Records for the task:
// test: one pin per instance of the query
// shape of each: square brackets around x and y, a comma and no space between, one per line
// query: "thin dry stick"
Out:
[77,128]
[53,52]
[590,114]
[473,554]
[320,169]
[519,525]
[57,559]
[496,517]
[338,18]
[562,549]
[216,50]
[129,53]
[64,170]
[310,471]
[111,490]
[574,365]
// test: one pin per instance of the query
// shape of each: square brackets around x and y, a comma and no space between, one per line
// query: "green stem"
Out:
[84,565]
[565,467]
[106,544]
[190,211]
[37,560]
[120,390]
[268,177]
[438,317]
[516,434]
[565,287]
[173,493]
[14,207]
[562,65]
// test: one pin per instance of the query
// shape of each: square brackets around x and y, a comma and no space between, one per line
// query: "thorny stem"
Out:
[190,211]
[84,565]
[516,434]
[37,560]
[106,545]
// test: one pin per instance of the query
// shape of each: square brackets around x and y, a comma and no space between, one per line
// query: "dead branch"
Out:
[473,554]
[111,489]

Task prompt: Put every line of the records above into one numbered list, omitting any blank lines.

Full response:
1. // test: one pin per instance of the query
2. // shape of each: square brackets around x and y, a comma and no space between, one per line
3. // query: "thin dry stick"
4. Out:
5. [77,128]
6. [53,52]
7. [590,114]
8. [473,554]
9. [320,169]
10. [519,525]
11. [57,559]
12. [496,517]
13. [338,18]
14. [562,549]
15. [216,50]
16. [129,53]
17. [64,170]
18. [310,471]
19. [111,490]
20. [574,365]
21. // test: one pin per instance of the query
22. // shape of each: square brackets around x and y, a comma and no space between, one per line
23. // query: "green stem"
24. Out:
25. [84,565]
26. [565,467]
27. [106,544]
28. [190,211]
29. [37,560]
30. [120,390]
31. [268,177]
32. [438,317]
33. [516,434]
34. [565,287]
35. [173,493]
36. [14,207]
37. [562,65]
38. // test: one pin per instance of the query
39. // shape of each: square brackets around x and y, a comma and no space between, one per line
40. // query: "thorny stem"
41. Out:
42. [190,211]
43. [84,565]
44. [516,434]
45. [37,560]
46. [106,545]
47. // test: one pin per instance of the query
48. // shape of each: square brackets around x and y, a comma and no space between, one per line
49. // query: "dead branch"
50. Out:
51. [473,554]
52. [111,489]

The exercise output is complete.